| Work item |
Gather each line in the entries that includes the string "patterned".

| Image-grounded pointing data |
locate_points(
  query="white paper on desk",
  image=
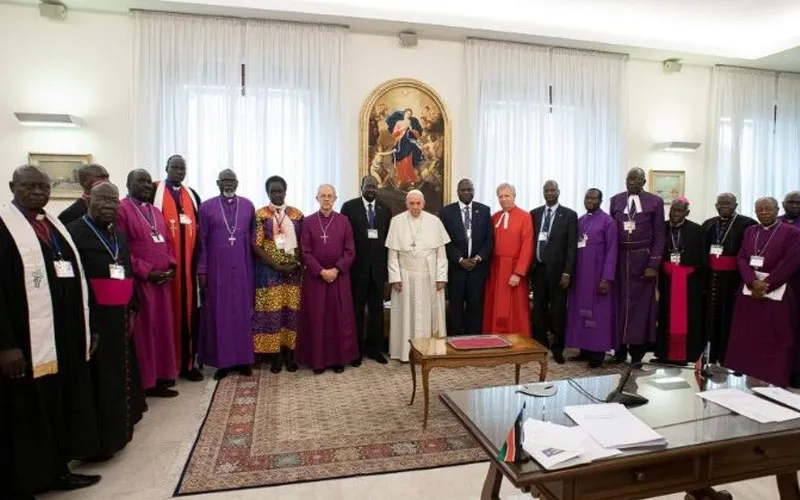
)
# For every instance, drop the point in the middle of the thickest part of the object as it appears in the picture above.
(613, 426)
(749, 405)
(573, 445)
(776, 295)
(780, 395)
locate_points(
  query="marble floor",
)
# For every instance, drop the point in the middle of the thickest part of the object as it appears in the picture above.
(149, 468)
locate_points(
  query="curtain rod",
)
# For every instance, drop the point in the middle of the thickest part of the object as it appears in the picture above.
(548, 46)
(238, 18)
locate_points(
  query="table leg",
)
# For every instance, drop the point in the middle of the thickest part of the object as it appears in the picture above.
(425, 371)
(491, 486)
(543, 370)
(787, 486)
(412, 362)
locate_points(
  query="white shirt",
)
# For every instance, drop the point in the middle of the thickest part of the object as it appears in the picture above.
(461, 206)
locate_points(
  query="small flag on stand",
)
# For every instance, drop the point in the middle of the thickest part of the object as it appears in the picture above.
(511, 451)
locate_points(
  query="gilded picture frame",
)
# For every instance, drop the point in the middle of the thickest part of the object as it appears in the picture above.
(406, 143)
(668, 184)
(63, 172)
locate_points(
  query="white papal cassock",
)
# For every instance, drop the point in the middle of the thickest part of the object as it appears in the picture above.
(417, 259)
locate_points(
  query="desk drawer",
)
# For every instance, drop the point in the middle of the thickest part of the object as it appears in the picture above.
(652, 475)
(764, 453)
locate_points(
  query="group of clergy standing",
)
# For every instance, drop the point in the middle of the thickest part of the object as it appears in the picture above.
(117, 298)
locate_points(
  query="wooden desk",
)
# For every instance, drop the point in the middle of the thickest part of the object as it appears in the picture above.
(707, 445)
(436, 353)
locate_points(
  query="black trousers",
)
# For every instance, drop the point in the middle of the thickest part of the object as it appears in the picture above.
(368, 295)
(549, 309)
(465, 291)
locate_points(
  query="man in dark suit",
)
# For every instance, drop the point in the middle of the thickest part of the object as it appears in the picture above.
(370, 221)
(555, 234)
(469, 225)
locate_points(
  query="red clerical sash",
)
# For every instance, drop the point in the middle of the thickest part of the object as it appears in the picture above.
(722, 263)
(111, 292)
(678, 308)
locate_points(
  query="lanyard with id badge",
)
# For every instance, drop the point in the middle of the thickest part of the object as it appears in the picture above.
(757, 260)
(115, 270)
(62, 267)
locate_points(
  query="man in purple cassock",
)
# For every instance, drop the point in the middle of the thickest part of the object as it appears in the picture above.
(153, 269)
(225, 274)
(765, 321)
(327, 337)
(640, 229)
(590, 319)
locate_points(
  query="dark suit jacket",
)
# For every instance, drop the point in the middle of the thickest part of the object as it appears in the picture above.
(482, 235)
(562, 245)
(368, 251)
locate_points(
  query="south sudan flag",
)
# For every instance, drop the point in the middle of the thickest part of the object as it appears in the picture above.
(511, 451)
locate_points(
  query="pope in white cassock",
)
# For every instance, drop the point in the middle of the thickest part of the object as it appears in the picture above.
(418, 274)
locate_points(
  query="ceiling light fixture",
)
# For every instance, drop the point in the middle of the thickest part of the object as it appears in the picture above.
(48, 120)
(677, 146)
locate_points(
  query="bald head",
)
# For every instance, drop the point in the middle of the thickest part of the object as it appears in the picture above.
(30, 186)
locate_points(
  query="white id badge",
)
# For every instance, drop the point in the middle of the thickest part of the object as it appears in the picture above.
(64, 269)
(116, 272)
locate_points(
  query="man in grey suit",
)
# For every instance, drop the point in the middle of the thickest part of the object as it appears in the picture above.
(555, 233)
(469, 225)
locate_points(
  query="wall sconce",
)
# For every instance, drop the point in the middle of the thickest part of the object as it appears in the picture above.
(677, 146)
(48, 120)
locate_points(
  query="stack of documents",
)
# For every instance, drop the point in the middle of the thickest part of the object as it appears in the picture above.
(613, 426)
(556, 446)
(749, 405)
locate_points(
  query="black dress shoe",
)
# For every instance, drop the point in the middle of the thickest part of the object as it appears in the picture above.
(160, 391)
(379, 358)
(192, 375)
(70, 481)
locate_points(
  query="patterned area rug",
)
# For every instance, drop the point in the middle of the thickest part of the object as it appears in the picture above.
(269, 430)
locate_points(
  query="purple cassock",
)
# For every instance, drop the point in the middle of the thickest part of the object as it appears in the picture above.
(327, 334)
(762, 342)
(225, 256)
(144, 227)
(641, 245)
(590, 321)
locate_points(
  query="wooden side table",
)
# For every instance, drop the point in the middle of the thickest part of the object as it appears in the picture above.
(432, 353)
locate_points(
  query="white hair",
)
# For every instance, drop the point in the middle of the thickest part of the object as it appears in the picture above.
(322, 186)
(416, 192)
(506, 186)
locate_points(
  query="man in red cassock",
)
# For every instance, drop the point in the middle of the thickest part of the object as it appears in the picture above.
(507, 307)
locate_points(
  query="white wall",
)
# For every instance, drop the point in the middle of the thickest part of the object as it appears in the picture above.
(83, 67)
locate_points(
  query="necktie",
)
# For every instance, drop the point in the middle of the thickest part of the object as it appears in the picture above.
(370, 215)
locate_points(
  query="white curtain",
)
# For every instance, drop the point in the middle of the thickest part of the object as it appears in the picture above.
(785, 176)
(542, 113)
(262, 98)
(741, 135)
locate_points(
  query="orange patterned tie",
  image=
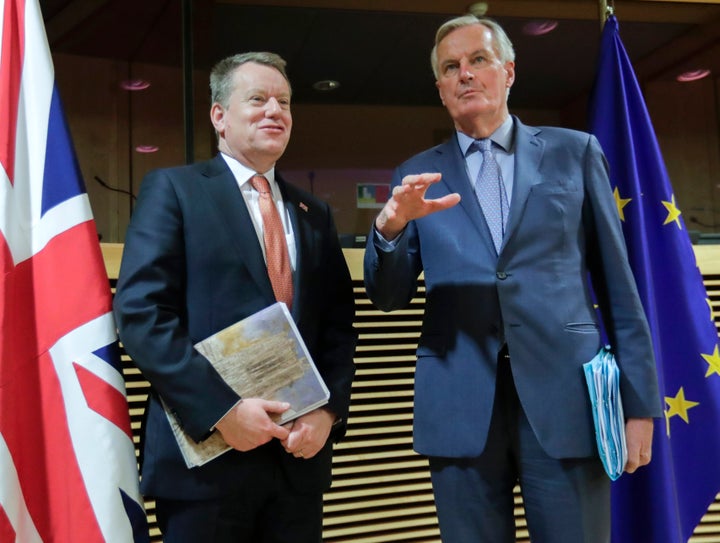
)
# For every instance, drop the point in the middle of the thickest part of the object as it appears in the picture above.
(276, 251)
==
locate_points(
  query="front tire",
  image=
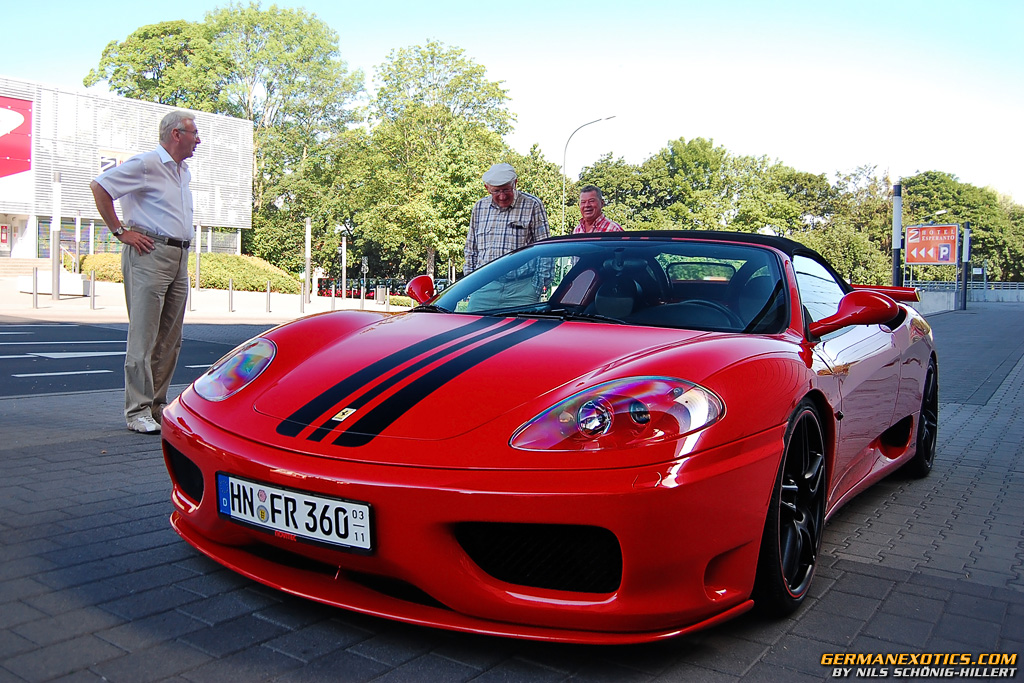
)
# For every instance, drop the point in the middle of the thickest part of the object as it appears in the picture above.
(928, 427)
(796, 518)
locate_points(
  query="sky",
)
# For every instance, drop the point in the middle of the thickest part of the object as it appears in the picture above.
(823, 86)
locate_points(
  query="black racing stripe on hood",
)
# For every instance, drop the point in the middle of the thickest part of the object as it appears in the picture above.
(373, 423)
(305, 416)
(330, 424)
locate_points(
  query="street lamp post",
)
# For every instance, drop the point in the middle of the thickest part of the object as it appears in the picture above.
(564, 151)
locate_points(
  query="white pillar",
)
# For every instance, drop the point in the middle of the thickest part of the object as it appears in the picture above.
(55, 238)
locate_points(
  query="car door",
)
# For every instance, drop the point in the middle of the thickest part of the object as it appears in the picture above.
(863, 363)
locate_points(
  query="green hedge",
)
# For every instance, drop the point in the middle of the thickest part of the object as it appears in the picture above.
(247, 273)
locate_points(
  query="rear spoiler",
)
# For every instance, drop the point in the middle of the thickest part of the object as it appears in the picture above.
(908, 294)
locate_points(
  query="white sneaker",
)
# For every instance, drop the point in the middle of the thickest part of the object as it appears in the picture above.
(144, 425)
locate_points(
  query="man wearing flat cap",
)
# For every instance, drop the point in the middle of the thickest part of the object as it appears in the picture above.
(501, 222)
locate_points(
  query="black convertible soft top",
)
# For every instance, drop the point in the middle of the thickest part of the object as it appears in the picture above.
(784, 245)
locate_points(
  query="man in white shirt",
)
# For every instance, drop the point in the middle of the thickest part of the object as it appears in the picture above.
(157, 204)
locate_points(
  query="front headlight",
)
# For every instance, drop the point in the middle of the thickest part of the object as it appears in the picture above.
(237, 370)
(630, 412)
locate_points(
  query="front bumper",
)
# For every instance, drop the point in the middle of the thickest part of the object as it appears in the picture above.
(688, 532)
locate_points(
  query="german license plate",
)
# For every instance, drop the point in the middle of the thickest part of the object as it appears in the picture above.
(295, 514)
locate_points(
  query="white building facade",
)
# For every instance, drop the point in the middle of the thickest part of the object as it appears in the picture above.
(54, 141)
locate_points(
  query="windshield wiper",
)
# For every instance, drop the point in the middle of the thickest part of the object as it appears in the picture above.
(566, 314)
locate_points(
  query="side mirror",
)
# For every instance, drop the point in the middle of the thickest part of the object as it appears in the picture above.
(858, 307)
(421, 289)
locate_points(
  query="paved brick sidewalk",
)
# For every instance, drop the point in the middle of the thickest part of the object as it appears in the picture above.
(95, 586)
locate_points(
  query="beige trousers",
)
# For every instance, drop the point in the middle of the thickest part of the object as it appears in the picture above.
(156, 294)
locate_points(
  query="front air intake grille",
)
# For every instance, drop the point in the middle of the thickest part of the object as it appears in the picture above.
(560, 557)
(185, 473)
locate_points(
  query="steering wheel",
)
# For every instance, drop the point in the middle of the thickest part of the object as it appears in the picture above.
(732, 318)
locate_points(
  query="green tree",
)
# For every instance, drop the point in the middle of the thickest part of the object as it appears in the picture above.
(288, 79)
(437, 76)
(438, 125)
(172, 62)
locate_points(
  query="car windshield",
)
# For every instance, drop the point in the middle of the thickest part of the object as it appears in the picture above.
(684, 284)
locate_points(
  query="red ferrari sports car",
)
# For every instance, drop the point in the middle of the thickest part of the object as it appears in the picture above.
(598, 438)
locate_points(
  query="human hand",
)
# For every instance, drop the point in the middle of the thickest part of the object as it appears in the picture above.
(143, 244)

| Task output |
  query="patterned area rug",
  query="orange patterned tie",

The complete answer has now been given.